▸ Data in this exercise:

════════

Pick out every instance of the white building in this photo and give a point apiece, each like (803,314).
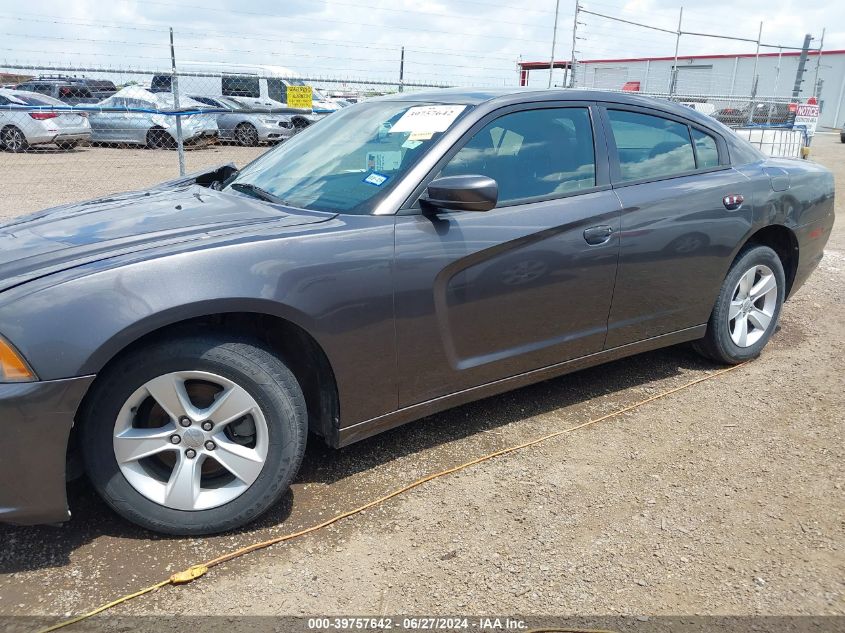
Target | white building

════════

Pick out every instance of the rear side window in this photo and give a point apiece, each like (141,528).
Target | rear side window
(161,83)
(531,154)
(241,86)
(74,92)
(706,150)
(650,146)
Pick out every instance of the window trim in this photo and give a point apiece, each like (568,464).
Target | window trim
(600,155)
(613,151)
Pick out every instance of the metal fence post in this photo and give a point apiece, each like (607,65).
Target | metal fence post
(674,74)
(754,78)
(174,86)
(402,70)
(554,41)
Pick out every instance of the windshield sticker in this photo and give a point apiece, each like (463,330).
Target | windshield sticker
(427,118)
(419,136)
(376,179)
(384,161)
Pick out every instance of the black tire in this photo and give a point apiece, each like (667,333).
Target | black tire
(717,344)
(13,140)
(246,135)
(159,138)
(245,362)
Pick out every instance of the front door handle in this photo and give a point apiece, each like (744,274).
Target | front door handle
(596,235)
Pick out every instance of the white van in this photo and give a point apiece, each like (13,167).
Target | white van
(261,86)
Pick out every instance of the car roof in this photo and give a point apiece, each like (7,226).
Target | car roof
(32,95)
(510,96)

════════

▸ Task to carry out: Show, from the records above, every line that includes "building".

▸ Task answer:
Pick out every instance of the white building in this photo and give a point apiece, each like (803,314).
Target | white building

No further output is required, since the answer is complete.